Federal regulators are examining CRA in the aftermath of the financial crisis. The act passed by Congress in 1977 was designed to encourage financial institutions to meet the credit needs of the communities in which they operate, including low- and moderate-income neighborhoods. Compliance is monitored through audits and a poor record of CRA compliance is supposed to be taken into consideration when the financial institution applies for deposit facilities, including mergers and acquisitions.

However, recent FDIC data suggests that financial institutions are not meeting the needs of their communities even under CRA, Ratcliffe said. The FDIC reported that a quarter of U.S. households are un- or underbanked, including 54 percent of black and 43 percent of Hispanic households. Nearly one in five lower-income households does not have a bank account at all. Further, 35-70 million Americans lack sufficient credit history to determine a credit score. For such individuals, reliance on alternative financial services adds costs and handicaps one’s chance of achieving greater financial security.

■ Extracted entries ■
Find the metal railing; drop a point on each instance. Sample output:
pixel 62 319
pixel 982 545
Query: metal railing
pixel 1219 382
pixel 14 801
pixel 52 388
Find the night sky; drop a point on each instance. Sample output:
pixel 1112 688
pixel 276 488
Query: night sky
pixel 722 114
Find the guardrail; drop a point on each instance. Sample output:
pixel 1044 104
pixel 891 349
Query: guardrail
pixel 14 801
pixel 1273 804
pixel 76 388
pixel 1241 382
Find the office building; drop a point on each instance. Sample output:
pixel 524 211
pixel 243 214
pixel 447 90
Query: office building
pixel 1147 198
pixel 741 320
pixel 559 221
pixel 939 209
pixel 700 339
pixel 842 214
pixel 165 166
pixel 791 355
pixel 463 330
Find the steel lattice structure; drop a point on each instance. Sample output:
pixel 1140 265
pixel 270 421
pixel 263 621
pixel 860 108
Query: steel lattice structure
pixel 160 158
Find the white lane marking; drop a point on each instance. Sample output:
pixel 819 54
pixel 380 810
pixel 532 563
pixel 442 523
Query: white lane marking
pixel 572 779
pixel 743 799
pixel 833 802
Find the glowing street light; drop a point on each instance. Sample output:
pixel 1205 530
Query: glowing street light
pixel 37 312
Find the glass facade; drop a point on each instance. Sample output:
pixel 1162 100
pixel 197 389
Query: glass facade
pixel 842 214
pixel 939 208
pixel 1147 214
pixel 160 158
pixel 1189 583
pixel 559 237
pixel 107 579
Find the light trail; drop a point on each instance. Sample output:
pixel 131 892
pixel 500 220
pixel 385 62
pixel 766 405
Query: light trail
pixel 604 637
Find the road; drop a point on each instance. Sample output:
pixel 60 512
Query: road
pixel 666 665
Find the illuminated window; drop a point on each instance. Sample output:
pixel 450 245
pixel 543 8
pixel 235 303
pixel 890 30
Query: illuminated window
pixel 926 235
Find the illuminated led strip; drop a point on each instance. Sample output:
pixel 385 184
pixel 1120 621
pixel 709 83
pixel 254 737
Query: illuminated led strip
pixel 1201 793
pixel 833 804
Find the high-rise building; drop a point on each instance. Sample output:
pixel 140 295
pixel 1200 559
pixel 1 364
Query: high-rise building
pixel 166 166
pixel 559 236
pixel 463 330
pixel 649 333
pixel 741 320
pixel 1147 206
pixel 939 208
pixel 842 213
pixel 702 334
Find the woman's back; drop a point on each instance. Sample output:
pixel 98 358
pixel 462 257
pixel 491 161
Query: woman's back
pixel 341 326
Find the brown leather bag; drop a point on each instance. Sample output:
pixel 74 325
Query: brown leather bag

■ Task to complete ■
From the text about CRA and banking access, list every group of households for which it gives a share, along with that share.

■ Exercise solution ■
- U.S. households: a quarter are un- or underbanked
- Black households: 54 percent are un- or underbanked
- Hispanic households: 43 percent are un- or underbanked
- Lower-income households: nearly one in five do not have a bank account at all